Datensatzzeilen zum Zeigen auf Objekte:
========================
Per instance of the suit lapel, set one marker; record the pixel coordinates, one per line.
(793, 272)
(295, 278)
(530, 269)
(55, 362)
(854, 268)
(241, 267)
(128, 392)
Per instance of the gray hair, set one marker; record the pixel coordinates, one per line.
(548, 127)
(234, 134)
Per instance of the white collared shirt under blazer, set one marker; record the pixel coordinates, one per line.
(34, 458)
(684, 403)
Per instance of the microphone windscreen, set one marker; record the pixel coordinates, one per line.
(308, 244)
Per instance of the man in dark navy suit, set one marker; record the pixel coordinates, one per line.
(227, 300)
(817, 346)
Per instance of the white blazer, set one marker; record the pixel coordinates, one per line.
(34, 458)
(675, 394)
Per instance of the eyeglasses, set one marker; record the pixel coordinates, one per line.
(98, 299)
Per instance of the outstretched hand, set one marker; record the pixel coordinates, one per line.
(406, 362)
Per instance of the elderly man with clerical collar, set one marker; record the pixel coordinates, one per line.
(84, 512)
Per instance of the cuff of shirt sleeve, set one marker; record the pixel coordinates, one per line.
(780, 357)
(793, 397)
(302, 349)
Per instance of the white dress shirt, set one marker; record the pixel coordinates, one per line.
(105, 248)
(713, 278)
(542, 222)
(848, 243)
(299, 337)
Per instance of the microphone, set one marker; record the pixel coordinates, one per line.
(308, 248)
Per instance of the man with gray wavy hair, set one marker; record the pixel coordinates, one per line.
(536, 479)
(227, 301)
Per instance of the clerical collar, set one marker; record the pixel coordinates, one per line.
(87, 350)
========================
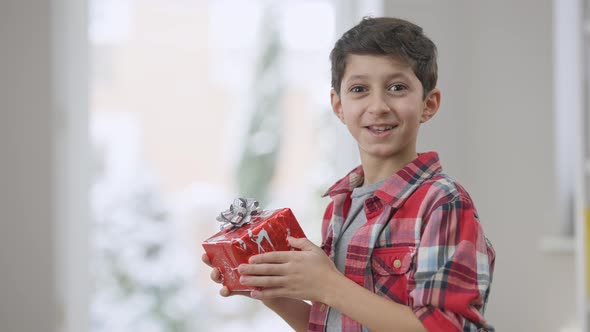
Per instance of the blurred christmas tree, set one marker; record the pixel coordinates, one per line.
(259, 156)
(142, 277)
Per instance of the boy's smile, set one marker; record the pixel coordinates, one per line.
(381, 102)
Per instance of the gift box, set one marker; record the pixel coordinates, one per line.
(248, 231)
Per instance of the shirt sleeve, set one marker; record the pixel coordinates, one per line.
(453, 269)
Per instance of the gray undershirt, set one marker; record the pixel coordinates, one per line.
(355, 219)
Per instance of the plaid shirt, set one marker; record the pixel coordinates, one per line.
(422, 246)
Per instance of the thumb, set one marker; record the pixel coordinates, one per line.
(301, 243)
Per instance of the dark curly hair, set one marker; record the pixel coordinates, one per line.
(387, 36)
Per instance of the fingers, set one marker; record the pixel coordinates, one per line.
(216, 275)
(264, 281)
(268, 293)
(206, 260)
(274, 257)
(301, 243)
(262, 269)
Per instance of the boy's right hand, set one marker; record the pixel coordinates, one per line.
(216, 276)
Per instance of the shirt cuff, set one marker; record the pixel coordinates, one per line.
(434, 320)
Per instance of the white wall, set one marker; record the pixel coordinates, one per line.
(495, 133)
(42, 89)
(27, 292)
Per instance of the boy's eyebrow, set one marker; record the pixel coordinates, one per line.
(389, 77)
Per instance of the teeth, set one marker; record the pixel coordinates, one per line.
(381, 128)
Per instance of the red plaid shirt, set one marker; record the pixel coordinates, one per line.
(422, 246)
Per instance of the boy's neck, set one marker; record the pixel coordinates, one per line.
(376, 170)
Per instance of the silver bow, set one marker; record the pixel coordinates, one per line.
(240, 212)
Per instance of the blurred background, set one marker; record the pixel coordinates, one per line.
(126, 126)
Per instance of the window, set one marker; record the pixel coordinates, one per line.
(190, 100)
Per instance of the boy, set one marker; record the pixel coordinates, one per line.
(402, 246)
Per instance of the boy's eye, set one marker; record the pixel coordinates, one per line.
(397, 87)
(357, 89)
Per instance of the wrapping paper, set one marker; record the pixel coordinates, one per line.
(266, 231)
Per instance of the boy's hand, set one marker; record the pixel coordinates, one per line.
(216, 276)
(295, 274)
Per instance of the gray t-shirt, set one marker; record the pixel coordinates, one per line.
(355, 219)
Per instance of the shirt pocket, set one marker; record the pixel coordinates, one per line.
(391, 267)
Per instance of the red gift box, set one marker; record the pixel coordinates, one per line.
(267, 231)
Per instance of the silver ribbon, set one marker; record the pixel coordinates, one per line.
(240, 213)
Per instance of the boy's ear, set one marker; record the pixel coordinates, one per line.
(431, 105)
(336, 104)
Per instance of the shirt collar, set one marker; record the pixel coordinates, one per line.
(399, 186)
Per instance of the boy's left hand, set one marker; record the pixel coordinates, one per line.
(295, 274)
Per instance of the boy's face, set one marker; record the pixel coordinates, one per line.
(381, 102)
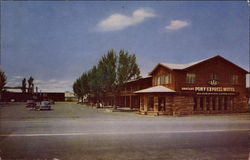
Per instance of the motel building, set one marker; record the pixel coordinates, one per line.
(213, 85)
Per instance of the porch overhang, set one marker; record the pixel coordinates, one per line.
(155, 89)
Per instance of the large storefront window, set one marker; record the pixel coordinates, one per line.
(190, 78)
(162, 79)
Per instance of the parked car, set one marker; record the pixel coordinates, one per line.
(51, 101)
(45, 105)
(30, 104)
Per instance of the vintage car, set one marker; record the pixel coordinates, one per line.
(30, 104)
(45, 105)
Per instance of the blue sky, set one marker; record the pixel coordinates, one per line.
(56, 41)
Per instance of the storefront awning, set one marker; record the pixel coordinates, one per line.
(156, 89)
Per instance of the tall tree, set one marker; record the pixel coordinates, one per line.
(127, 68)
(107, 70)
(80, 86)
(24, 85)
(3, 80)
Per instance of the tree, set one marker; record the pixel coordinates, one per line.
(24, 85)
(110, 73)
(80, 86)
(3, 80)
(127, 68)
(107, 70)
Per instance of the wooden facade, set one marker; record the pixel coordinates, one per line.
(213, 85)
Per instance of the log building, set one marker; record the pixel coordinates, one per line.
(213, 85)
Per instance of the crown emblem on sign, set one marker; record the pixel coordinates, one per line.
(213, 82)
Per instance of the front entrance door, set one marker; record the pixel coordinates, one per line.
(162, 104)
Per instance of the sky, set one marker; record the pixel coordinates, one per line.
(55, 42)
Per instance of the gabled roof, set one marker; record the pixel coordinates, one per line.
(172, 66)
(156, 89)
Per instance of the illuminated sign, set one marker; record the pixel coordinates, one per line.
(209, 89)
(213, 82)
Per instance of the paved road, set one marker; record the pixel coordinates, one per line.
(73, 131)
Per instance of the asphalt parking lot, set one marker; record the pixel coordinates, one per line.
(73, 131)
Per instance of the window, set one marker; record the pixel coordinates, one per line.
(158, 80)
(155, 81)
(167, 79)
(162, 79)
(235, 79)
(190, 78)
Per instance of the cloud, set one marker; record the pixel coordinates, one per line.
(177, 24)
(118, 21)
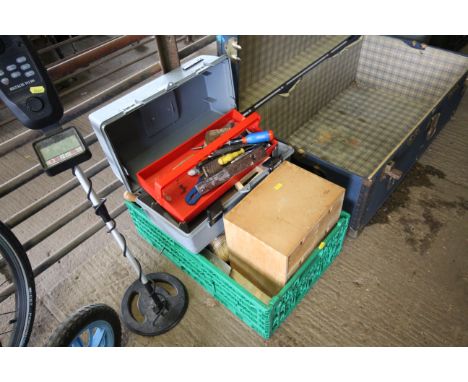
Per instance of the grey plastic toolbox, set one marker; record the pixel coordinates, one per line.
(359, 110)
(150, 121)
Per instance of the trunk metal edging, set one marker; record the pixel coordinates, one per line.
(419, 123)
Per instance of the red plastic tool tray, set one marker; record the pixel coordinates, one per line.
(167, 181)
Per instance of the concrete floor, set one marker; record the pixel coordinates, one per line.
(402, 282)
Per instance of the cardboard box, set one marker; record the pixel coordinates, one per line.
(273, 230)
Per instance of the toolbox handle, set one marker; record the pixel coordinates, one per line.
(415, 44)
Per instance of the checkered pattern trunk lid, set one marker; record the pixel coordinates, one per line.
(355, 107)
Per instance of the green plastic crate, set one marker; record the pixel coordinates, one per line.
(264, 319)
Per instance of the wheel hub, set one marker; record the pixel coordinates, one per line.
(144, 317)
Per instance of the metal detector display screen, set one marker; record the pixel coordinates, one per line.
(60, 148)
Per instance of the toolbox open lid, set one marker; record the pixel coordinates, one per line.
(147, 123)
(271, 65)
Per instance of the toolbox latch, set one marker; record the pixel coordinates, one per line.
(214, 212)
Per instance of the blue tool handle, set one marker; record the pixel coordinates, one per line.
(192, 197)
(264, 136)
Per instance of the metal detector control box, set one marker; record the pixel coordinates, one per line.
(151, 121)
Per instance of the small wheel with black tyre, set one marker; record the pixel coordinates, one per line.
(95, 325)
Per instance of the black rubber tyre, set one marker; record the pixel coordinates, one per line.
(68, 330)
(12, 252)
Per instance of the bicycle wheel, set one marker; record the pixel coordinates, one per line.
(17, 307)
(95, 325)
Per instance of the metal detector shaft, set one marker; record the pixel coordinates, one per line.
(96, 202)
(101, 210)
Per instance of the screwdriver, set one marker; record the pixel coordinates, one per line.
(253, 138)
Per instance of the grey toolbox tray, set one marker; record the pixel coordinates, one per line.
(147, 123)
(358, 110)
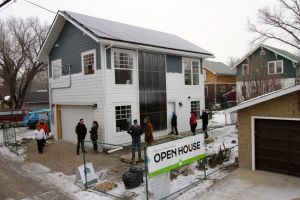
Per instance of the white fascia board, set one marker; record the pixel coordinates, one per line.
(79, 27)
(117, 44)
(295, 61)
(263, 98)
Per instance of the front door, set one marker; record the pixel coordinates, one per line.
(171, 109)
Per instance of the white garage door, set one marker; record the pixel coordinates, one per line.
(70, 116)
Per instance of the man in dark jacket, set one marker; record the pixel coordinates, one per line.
========================
AUFGABENSTELLUNG | Welche der Zeilen oben enthalten das Wort „tray“? Gib jede davon unverändert zurück.

ERGEBNIS DER ÜBUNG |
Per instance of the red plastic tool tray, set one marker; record the pixel coordinates, one per line.
Per instance of the grey toolbox tray, set one marker; record the pixel coordinates, one per line.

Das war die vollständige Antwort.